(Rows from a data collection)
>> start

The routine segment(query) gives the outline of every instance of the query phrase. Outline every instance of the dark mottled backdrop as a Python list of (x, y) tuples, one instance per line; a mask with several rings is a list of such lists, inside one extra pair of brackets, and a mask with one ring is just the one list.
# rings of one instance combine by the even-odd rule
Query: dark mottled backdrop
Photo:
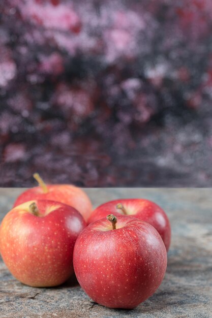
[(0, 12), (0, 186), (212, 185), (211, 0)]

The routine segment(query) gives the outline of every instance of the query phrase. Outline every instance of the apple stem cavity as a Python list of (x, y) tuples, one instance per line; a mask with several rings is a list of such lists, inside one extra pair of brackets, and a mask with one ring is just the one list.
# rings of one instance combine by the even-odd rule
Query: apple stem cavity
[(31, 204), (29, 206), (29, 209), (30, 212), (32, 214), (35, 215), (36, 216), (38, 216), (38, 215), (39, 215), (39, 210), (35, 202), (33, 202), (32, 203), (31, 203)]
[(115, 216), (115, 215), (113, 215), (113, 214), (109, 214), (107, 216), (107, 219), (112, 223), (113, 230), (115, 230), (116, 229), (115, 227), (115, 224), (117, 222), (117, 217)]
[(40, 176), (40, 175), (36, 172), (33, 175), (33, 177), (38, 181), (40, 186), (41, 186), (43, 189), (44, 193), (47, 193), (48, 192), (47, 186), (43, 181), (43, 179)]
[(127, 215), (126, 209), (124, 207), (122, 203), (118, 203), (116, 205), (116, 209), (117, 209), (118, 210), (121, 210), (125, 215)]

>> end

## [WORK INSTRUCTIONS]
Rewrite the rows from the first line through the line containing "[(0, 12), (0, 186), (212, 185), (211, 0)]", both included, requests and all, with every polygon coordinate in the answers offset by -105. Omit the pictures.

## [REPLY TO THE EXERCISE]
The routine segment(query) gives the outline of every instance of the query phrase. Outline every instance of the dark mottled backdrop as a Python list of (x, y) tuples, one instance per line; a mask with several rings is a list of such lists, inside one extra pair of brackets, and a mask with one ring is just the one list.
# rings of one instance combine by the even-odd rule
Query: dark mottled backdrop
Photo:
[(-105, -93), (-105, 81), (107, 80), (106, -105)]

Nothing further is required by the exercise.